*** RECORDS SUPPLIED
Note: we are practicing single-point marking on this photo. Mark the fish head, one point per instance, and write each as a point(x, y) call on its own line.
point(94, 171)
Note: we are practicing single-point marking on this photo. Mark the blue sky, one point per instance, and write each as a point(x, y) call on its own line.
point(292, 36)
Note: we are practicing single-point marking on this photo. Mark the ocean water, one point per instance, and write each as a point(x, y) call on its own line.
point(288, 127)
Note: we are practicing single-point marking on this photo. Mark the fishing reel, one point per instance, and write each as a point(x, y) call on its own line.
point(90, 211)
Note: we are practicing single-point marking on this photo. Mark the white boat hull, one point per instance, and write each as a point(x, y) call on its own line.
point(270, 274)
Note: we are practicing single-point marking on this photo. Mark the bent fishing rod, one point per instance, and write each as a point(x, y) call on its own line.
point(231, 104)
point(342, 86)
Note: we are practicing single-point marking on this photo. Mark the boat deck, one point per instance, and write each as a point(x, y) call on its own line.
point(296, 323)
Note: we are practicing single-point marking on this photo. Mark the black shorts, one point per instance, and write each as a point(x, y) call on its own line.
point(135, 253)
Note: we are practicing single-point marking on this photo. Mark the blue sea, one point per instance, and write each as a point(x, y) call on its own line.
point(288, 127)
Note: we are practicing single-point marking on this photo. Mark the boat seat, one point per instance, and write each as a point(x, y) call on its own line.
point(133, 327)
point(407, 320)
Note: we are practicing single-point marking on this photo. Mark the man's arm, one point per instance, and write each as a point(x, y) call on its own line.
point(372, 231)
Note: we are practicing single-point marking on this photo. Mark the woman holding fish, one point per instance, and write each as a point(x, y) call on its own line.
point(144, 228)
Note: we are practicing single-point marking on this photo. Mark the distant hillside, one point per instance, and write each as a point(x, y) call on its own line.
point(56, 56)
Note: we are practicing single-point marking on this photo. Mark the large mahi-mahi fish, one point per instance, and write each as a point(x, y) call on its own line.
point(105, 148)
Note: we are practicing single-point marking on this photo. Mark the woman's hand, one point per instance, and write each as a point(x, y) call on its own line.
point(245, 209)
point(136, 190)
******
__TO DO__. Please recast each line of the items above as a JSON list of strings, one string per line, with blank lines omitted.

__EXERCISE SOLUTION__.
[
  "Note: we are practicing single-point marking on this photo. Mark the fish head, one point per instance, and write each as a point(x, y) call on its own line.",
  "point(94, 171)",
  "Note: we are practicing single-point marking on this photo. Mark the blue sky, one point per instance, and write each as a point(x, y) call on its own line.",
  "point(292, 36)",
  "Note: we are practicing single-point marking on this photo. Mark the ocean water, one point per instance, and write each as a point(x, y) call on its own line.",
  "point(288, 127)",
  "Note: we are practicing single-point marking on this photo. Mark the fishing reel, one point per instance, and write each as a point(x, y) call on its own line.",
  "point(90, 211)",
  "Note: we are practicing single-point marking on this photo. Mark the white boat hull, one point per instance, and write each as a point(x, y) call on its own line.",
  "point(270, 274)",
  "Note: we are practicing single-point marking on this photo. Mark the bent fishing rod, one point per instance, and write each as a point(x, y) call on its own line.",
  "point(231, 104)",
  "point(342, 86)",
  "Note: we are practicing single-point marking on this photo. Mark the boat deck, one point per instance, and write each as a point(x, y) call on its own line.",
  "point(296, 323)",
  "Note: we are practicing single-point marking on this photo. Mark the black shorts, one point per instance, and write each as a point(x, y) call on its own line.",
  "point(135, 253)",
  "Note: we are practicing single-point marking on this photo. Mark the blue sea, one point per instance, and write each as a point(x, y) call on its own line.",
  "point(288, 127)",
  "Note: we are practicing single-point marking on this photo. Mark the boat seat, one point per instance, and write each as a point(x, y) call on its own line.",
  "point(133, 327)",
  "point(407, 320)",
  "Note: we are practicing single-point marking on this photo. Mark the man's arm, one point per instance, and write each as a point(x, y) call on its own line.",
  "point(372, 231)",
  "Note: we are practicing single-point marking on this photo. Mark the woman holding fish, one point per instance, and write each as a point(x, y) call on its own line.",
  "point(144, 228)",
  "Note: we are practicing single-point marking on this photo. Mark the distant hillside, one point per instance, and write each as a point(x, y) call on its own line.",
  "point(56, 56)",
  "Note: we are practicing single-point marking on this photo. Mark the large mahi-mahi fish, one point per instance, and write each as a point(x, y) call on its own line.",
  "point(105, 148)",
  "Note: we are practicing single-point marking on this photo. Mark the woman's hand, one point per instance, and write each as a point(x, y) call on its own line.",
  "point(245, 209)",
  "point(136, 190)"
]